» Problem details
Collect every line of the records that contains the string "shirt", matching case exactly.
═══
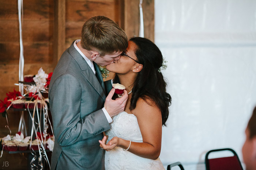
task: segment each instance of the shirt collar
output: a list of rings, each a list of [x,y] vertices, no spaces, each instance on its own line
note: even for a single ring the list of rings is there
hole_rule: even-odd
[[[93,72],[94,73],[94,74],[95,74],[96,72],[95,71],[95,69],[94,69],[94,67],[93,66],[93,62],[90,60],[87,57],[86,57],[86,56],[85,56],[85,55],[84,55],[84,54],[82,52],[81,50],[80,50],[80,49],[79,49],[76,45],[76,43],[80,40],[76,40],[75,41],[75,42],[74,42],[74,47],[81,55],[82,56],[84,60],[85,60],[85,61],[86,62],[86,63],[87,63],[90,67],[91,69],[92,70],[93,70]]]

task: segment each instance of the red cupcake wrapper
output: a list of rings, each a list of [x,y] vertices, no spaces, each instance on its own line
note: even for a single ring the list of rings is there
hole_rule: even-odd
[[[118,94],[123,94],[124,92],[124,89],[118,89],[118,88],[115,89],[115,93]]]
[[[18,146],[7,146],[7,150],[9,151],[17,151],[18,150]]]
[[[27,108],[28,106],[29,106],[29,108]],[[30,103],[29,104],[29,103],[25,103],[25,108],[30,108],[32,109],[34,108],[34,107],[35,106],[35,103]]]
[[[26,150],[27,149],[27,145],[26,146],[19,146],[18,150]]]

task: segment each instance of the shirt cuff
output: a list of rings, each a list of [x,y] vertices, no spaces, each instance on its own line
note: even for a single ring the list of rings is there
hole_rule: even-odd
[[[107,119],[108,119],[108,122],[109,122],[109,123],[110,123],[112,122],[113,121],[113,120],[112,120],[111,117],[110,116],[109,116],[109,113],[108,112],[107,110],[106,110],[105,108],[103,107],[102,109],[102,111],[103,111],[104,114],[105,114],[105,116],[106,116],[106,118],[107,118]]]

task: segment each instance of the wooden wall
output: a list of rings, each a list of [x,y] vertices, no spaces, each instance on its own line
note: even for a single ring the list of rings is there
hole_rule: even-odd
[[[19,80],[19,34],[17,0],[0,0],[0,99],[12,91]],[[118,23],[128,38],[139,35],[139,0],[23,0],[23,36],[24,75],[36,74],[42,67],[52,72],[63,52],[80,39],[84,22],[104,15]],[[145,37],[154,40],[154,0],[143,4]],[[111,75],[110,77],[113,75]],[[18,131],[20,114],[10,113],[13,133]],[[0,115],[0,138],[9,134],[5,118]],[[4,154],[12,169],[27,168],[25,157]],[[14,158],[16,158],[15,159]],[[24,162],[25,161],[25,163]]]

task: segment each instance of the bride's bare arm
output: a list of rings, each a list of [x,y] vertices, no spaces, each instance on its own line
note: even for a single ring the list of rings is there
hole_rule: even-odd
[[[137,117],[143,142],[132,142],[128,151],[140,157],[154,160],[158,157],[161,150],[162,116],[161,111],[154,102],[149,100],[147,102],[150,104],[139,99],[136,108],[132,111]],[[102,141],[100,142],[100,146],[107,151],[116,146],[126,149],[130,143],[129,141],[117,137],[113,138],[106,145],[103,144],[105,141],[103,138]]]

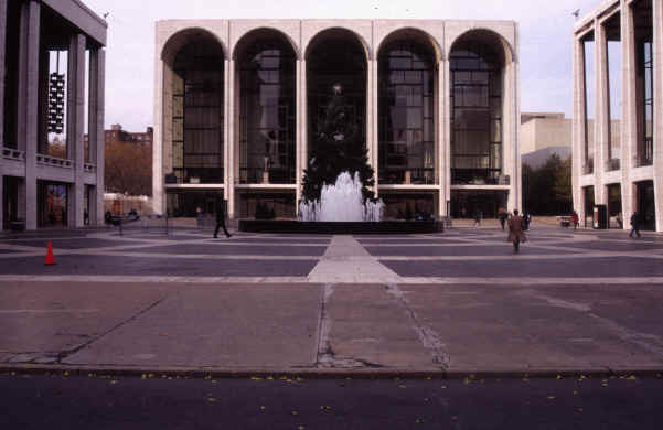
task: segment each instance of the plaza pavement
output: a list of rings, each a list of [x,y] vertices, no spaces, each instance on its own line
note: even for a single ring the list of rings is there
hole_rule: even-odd
[[[0,368],[472,375],[663,370],[663,237],[133,228],[0,239]],[[44,266],[47,243],[55,266]]]

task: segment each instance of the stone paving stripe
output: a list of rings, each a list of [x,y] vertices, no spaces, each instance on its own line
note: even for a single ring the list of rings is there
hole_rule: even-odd
[[[279,257],[309,256],[320,257],[324,254],[324,246],[275,246],[275,245],[210,245],[210,244],[182,244],[175,246],[158,246],[142,248],[141,254],[168,254],[168,255],[199,255],[199,256],[270,256]]]
[[[516,256],[518,257],[518,256]],[[527,256],[522,256],[527,257]],[[541,257],[530,256],[531,258],[512,258],[510,261],[499,260],[499,257],[486,259],[471,259],[473,257],[463,257],[452,260],[430,260],[413,261],[411,258],[402,260],[381,261],[389,269],[402,277],[486,277],[486,278],[513,278],[514,275],[523,277],[543,277],[554,278],[556,276],[564,278],[582,278],[591,267],[591,270],[600,272],[602,277],[632,277],[638,273],[644,277],[663,276],[663,265],[661,259],[655,258],[634,258],[634,257],[598,257],[585,258],[575,256],[575,258],[559,258],[542,262]],[[446,258],[446,257],[442,257]],[[549,256],[545,257],[550,258]]]

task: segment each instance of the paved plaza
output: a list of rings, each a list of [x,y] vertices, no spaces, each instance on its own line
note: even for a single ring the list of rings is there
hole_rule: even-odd
[[[663,369],[663,237],[534,224],[0,239],[0,366],[288,373]],[[44,266],[49,241],[55,266]]]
═══
» Solution to the problem
task: segment each instance of the shirt collar
task: segment each instance of the shirt cuff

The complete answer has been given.